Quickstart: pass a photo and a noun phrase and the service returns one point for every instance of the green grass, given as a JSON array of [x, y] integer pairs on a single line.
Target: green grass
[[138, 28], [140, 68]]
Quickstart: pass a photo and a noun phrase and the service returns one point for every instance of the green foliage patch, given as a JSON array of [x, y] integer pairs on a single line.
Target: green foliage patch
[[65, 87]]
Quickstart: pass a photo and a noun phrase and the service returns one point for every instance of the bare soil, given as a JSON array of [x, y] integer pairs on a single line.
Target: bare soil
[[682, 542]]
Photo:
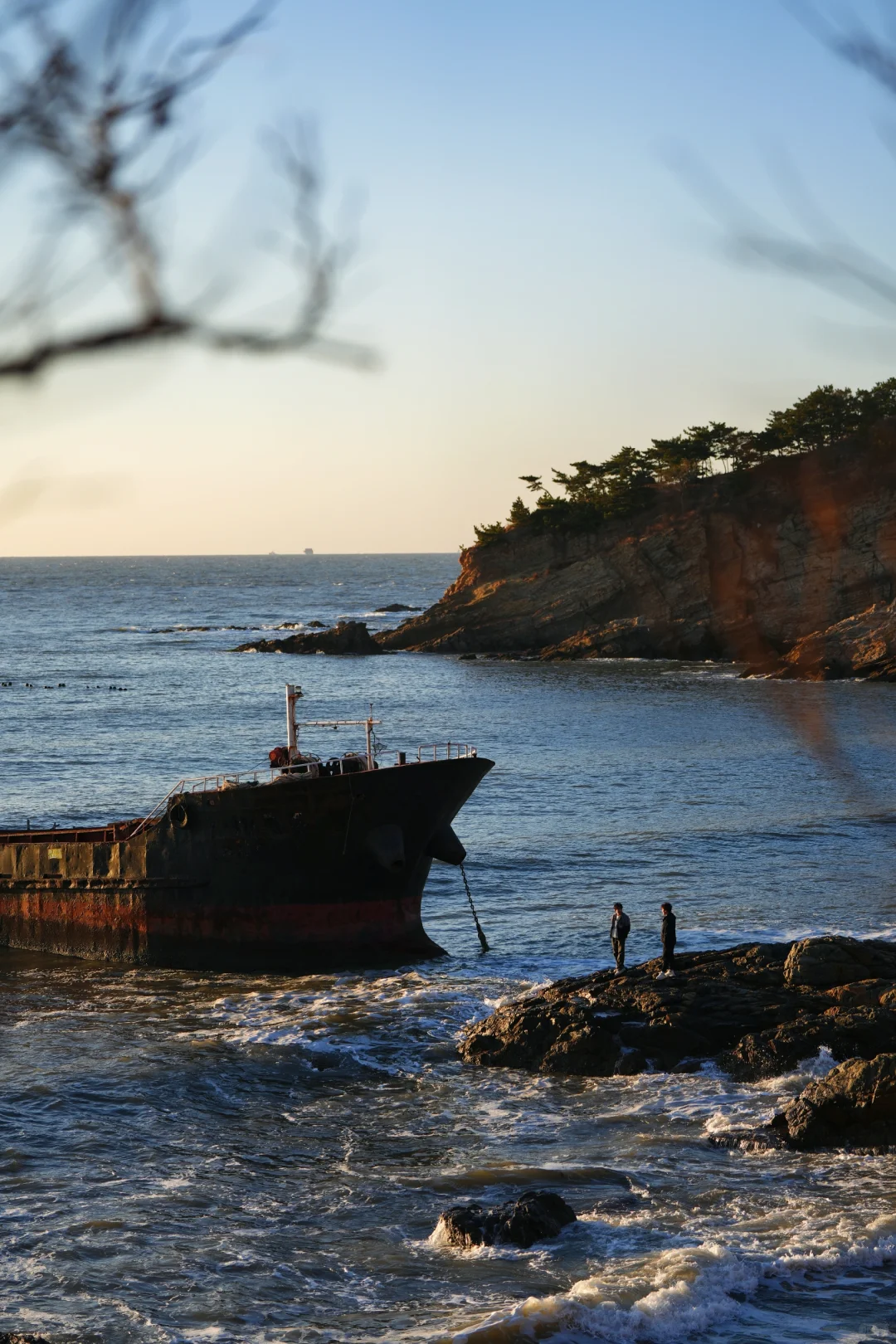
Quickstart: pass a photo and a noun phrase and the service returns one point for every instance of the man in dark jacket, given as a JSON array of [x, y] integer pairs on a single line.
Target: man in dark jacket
[[668, 938], [620, 929]]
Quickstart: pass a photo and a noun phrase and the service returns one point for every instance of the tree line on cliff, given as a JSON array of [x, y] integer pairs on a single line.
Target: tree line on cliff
[[627, 480]]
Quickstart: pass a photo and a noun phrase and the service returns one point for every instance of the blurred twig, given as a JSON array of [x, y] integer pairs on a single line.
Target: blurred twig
[[100, 105]]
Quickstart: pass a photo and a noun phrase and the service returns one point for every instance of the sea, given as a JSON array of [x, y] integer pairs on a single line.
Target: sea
[[215, 1157]]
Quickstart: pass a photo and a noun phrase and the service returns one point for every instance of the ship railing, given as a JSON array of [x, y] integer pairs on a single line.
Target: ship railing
[[195, 784], [445, 752]]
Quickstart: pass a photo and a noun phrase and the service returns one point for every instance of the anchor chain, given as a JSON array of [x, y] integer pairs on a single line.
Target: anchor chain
[[476, 918]]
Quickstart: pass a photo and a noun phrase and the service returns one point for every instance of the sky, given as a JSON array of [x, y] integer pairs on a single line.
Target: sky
[[536, 272]]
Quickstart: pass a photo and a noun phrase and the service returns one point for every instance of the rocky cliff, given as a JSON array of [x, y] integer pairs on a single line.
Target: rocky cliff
[[739, 567]]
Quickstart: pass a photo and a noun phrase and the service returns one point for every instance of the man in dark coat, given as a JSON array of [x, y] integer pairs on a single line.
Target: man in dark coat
[[620, 929], [668, 938]]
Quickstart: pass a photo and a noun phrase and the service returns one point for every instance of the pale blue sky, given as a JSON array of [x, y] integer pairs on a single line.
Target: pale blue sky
[[539, 281]]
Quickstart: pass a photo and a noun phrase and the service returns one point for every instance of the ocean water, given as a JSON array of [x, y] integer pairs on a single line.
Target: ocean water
[[264, 1159]]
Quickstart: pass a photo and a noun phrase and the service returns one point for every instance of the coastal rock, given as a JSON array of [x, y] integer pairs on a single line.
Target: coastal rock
[[744, 1007], [861, 1031], [345, 637], [738, 567], [824, 962], [535, 1216], [855, 1107], [863, 645]]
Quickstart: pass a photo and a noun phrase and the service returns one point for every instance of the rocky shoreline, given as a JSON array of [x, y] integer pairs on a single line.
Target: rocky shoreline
[[740, 569], [755, 1010]]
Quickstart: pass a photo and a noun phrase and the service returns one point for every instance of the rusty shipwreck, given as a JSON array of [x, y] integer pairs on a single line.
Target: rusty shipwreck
[[312, 864]]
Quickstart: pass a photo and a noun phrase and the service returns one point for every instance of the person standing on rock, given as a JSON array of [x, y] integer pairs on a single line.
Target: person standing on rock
[[668, 938], [620, 929]]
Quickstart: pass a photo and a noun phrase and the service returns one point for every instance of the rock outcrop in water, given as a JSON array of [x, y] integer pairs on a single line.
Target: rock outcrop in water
[[535, 1216], [855, 1107], [742, 567], [860, 647], [345, 637], [757, 1008]]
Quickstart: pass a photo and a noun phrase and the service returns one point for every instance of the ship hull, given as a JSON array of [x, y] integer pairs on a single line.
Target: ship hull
[[297, 875]]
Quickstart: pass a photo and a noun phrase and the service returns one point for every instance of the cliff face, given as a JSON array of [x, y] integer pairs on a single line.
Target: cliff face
[[740, 567]]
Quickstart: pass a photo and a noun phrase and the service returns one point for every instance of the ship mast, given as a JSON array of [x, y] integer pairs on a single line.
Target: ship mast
[[293, 694]]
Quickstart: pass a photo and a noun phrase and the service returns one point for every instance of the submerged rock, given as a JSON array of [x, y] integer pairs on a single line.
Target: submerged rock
[[855, 1107], [345, 637], [757, 1008], [535, 1216]]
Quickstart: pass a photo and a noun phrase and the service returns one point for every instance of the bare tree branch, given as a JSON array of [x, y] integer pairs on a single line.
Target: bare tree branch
[[99, 108], [818, 251]]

Problem description: Images in the data above are to be skipped. Retype all other material exactly.

Written answer:
Quickstart: pass a photo and a noun phrase and the service returns one point for every instance of the green grass, given as a JSON array of [x, y] integer pairs on a single line.
Target: green grass
[[138, 28], [140, 68]]
Quickstart: pass a photo and a noun phrase and the service returns one point for every instance of the green foliage patch, given as a JSON array of [x, y] integer pairs on a single line.
Target: green foliage patch
[[65, 87]]
Quickstart: pass a photo and a noun phrase and the service returns one point for every instance of the bare soil, given as a JSON array of [x, y] integer pairs on a single line.
Target: bare soil
[[682, 542]]
Photo:
Quickstart: pass a photo and a noun phrase and the service returns one point for every instance of the man in dark jacket, given as a JSON array of [x, y] integer pairs on a single line.
Target: man in dark jacket
[[668, 938], [620, 929]]
Quickstart: pass a photo and a noun phrase and the service returns one point for every instance of the tree line on cliff, given as a JSON array of [x, y] integer pairs on a single line.
Target: tree line on cliff
[[627, 480]]
Quickstart: pass a photo and a noun phrase and the service returns one point for every instance of the blurred twig, given as a JSON array of [x, y] integer pairs on a single line.
Target: blurred twig
[[100, 105]]
Quickstart: pass a photo and a noun phrase and the service returns one point for every instance of the sea, given as a JSON array of [x, y] integer pairs on a single line.
Target: sea
[[215, 1157]]
Quickstart: pass a photo and a noun phrase and the service returns one point for every instance of the ship railing, given as a JSON array of [x, y] integer pairs on a single line.
Target: ship railing
[[195, 784], [445, 752]]
Quickstart: pass a photo and a noun phrase and the service returns one point for every instance of the anchor chain, given as a JSON array of [x, y] integer pairs on a single line.
Target: anchor chain
[[476, 918]]
Quickstart: pass a photo and a noun phrase and the service returns one point for every instance of the sky, given as a JSON array of [x, y] integer pairs on a single line.
Target: sky
[[536, 272]]
Quickstart: pass a photo and a noun phrase and the service returns one point for every instance of the rocky cliff, given as a JSON array of [x, y] integer pairs on a single line.
Target: rocky cliff
[[739, 567]]
Quickstart: pass a photo and a noun phrase and the service returns one point for every instance of the man in dark coat, given as a JSON array of [x, y] integer pairs on a single line.
Target: man in dark coat
[[620, 929], [668, 938]]
Quickstart: pass a photo and a noun phrase and the service returns one point for every instance of the pale blue sky, given as a JSON array of [x, y] integer pairs on a single line.
Target: pale blue sky
[[539, 281]]
Quickstart: pass a photo and a noun phrase and the service returns one point for every instance of the ocean water, given as a JSON array of [x, y] integer pairs on a single line.
Target: ocean water
[[264, 1159]]
Quickstart: pass a photo and a noun phrase and the service returns one point for every instance of the coastal rock, given as a JSON array of [x, y] integer pairs on a single line.
Target: coastal rock
[[744, 1007], [861, 1031], [345, 637], [738, 567], [824, 962], [535, 1216], [855, 1107], [863, 645]]
Quickstart: pass a photo and a noun phrase and the service returns one point for every instance of the rocky shoreline, given as a JSON array of [x, y] integer pairs on a single line.
Target: rocky shoreline
[[740, 569], [755, 1010]]
Quickstart: pass a photo and a noun phrase and the service returns one point for every instance of the rusty shipwreck, given as a JSON array of [x, y] integer pairs on a single line.
Target: rusty shipwreck
[[312, 864]]
Quickstart: pass a photo and a noun phrase and the service returns one point for every instance of the person standing on rock, given as a JSON array of [x, y] integer pairs on a single line.
Target: person standing on rock
[[668, 938], [620, 929]]
Quickstart: pass a photo and a noun phrase and the service returns one point for every instance of the rock outcrop in water, given as a JSON array of [x, y] integer pairs on a single line.
Target: rock outcrop in water
[[535, 1216], [855, 1107], [742, 567], [860, 647], [345, 637], [757, 1008]]
Quickstart: pass a photo and a noun phrase and the service returns one point for every instance of the ship hull, given as a JSON array of [x, y] integer pairs on a single line.
Target: ship hull
[[297, 875]]
Quickstart: pass a photo and a noun phrase and the service returns one point for every instance of the cliff face, given as a JSON array of [x, y] integer pairs on a single line.
Target: cliff face
[[740, 567]]
Quickstart: pass a photo and a noun phrase and the service returns one point for every instance of the ship mast, given as a JSON array of [x, y] integer pairs on a single line.
Target: ship mast
[[293, 694]]
Quickstart: pass a photo and a noun phrase and the service returns one point for every instance of the submerged rock, given as a JSON array of [x, y] integer pairs on a single line.
Target: submerged rock
[[855, 1107], [345, 637], [757, 1008], [535, 1216]]
Quickstart: pass a photo and a noun phrase and the service returns one point for every instance of the bare tree branch, given as a JSON array of [x, y] integer pairs on a single line.
Target: bare tree branch
[[99, 108], [818, 251]]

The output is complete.